REQUIREMENT 1: Could you retype the part of the Whirlpool v. Sevaux court opinion starting with "Mr. Sevaux raises" and going on through "under 815 ILCS 205/4(c)."?
REQUIREMENT 2:
Using the Whirlpool v. Sevaux court opinion, what are the answers to these questions?
(a) Which country's law did Mr. Sevaux argue should govern the case?
(b) Under which exception to the Illinois Interest Act did the magistrate judge place the note?
(c) How many issues does Mr. Sevaux raise on appeal?
REQUIREMENT 3: Can you proceed with the Whirlpool v. Sevaux court opinion from the point where it stops?

WFC then filed a motion for judgment on the pleadings. Mr. Sevaux responded with a cross-motion for reconsideration of the summary judgment motion, in which he asserted that the case ought to be governed instead by Venezuelan law. The district court granted WFC's motion for judgment on the pleadings, denied Mr. Sevaux's cross-motion to reconsider, and ordered WFC to prove up the sums due under the note. See Whirlpool Fin. Corp. v. Sevaux, No. 93 C 4275, 1995 WL 153313 (N.D. Ill. Apr. 5, 1995) ("Whirlpool III"). Mr. Sevaux responded to WFC's motion to award damages with a cross-motion asserting that the note violates the Illinois Interest Act, 815 ILCS 205/0.01 et seq. The motions were assigned to a magistrate judge for a report and recommendation. Addressing Mr. Sevaux's cross-motion, the magistrate judge took the view that the note falls within the "business loan" exception to the Interest Act. See 815 ILCS 205/4(c). Accordingly, the magistrate judge recommended that the district court deny Mr. Sevaux's cross-motion and award WFC the $1 million principal, interest, and most of its attorneys' fees and costs, but that the court deny WFC late charges under the note. The district court overruled Mr. Sevaux's objections to the report and recommendation and entered judgment in favor of WFC in the amount of $1,542,183.71.


Mr. Sevaux raises four issues on appeal: (1) whether the district court erred in applying Illinois law, rather than Venezuelan law, to the parties' agreements; (2) whether the district court erred in concluding, as a matter of law, that the parties' oral agreements are subject to the Illinois Credit Agreements Act; (3) whether the district court erred in concluding that the Illinois Credit Agreements Act precludes the maintenance of Mr. Sevaux's counter-claims and defenses; and (4) whether the district court erred in concluding that WFC's loan to Mr. Sevaux is exempt from the prohibition against usury as a "business loan" under 815 ILCS 205/4(c).

DATASET SECTION:
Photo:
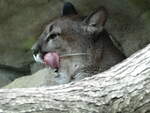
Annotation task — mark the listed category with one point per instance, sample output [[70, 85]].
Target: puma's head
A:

EXPECTED OUTPUT 1:
Mr. Sevaux raises four issues on appeal: (1) whether the district court erred in applying Illinois law, rather than Venezuelan law, to the parties' agreements; (2) whether the district court erred in concluding, as a matter of law, that the parties' oral agreements are subject to the Illinois Credit Agreements Act; (3) whether the district court erred in concluding that the Illinois Credit Agreements Act precludes the maintenance of Mr. Sevaux's counter-claims and defenses; and (4) whether the district court erred in concluding that WFC's loan to Mr. Sevaux is exempt from the prohibition against usury as a "business loan" under 815 ILCS 205/4(c).

EXPECTED OUTPUT 2:
(a) Venezuelan law.
(b) The "business loan" exception, 815 ILCS 205/4(c).
(c) Four.

EXPECTED OUTPUT 3:
Mr. Sevaux first contends that the district court erred in applying Illinois law to the parties' agreements. Instead, he submits, the district court should have applied the "most significant contacts" test and evaluated his affirmative defenses and counterclaims under Venezuelan law. In support of this position, Mr. Sevaux emphasizes that WFC negotiated and concluded the agreement to invest in Raymond in Venezuela. Moreover, he asserts, the subject matter of the contract--Raymond--is incorporated and domiciled in Venezuela and conducts its business there. Mr. Sevaux introduced an affidavit from Dr. Alfredo A. Azpurua, an expert in Venezuelan law, to prove that, under Venezuelan law, the oral agreements giving rise to his affirmative defenses and counterclaims are not required to be embodied in a writing signed by both parties.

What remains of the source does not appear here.